-- Start EXTRACT TO READ --

Your students can better understand their SID data if they understand the processes going on in the ionosphere. How and why do VLF signals bounce off the ionosphere, and thus provide communication "around" the Earth? Why are the daytime and nighttime SID signals different? Why would one be lower than the other? How does the Sun normally influence the ionosphere? What happens to the ionosphere during a solar flare? During a lightning storm? During a gamma ray burst?

Sometimes the SID monitors will pick up a solar flare by showing a decrease in signal strength, rather than an increase. This occasionally happens and represents a complex situation that students might not understand. The signal received is a sum of several different "modes" bouncing back and forth between the Earth and ionosphere. The modes effectively travel differently -- some are more horizontal, others are more zigzagged.

At any location, the signal is a simple sum of all these modes, but because those modes have different phases, they may well destructively interfere. This particular solar flare likely caused the ratios between the different modes to change in such a way that they interfered with each other at that specific location to a greater degree, and hence the signal strength appeared to drop. Had they taken the same measurement several miles away, they may well have gotten the opposite result.

-- End EXTRACT TO READ --
-- Start PROVIDED MATERIAL --

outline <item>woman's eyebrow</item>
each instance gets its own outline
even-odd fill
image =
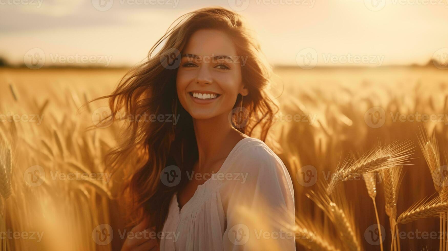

-- End PROVIDED MATERIAL --

→ EXERCISE OBJECTIVE
Carry on the passage about the ionosphere and SID signal readings, picking up right after its last sentence.

→ THE RESULT
For lightning-induced electron precipitation events, we also sometimes see positive and sometimes negative perturbations. The complicated mode structure of the signal is the reason. The result can change if we change the location of the receiver (or the transmitter, or the perturbation, for that matter). To help your students visualize destructive and constructive interference, see this Powerpoint presentation on Waves and Vibrations

For projects, they might look into the following questions:

  • Compare x-ray flux (photon flow) and ionization levels, using the GOES satellite and their SID data. Is there constructive (additive) or destructive (subtractive) interference from the sky wave?
  • What could be ionizing the atmosphere at night to explain the variability in your data?
  • Can you verify that the SID nighttime data will not correspond to the x-ray flux? Do you understand why?
  • Is there a "moon bounce" effect for a strong flare? If so, does it have to be a full moon and an x-class flare?
  • It would be a nice research project to put the size and direction (i.e. signal strength increase or decreased) of flare signals on a map. You might want to have separate maps for sites monitoring different stations. What could you deduce from this?

To get started, your students might like to read The Effect of Solar Flares on the VLF Radio Waves Transmitted in the Ionosphere (Word document)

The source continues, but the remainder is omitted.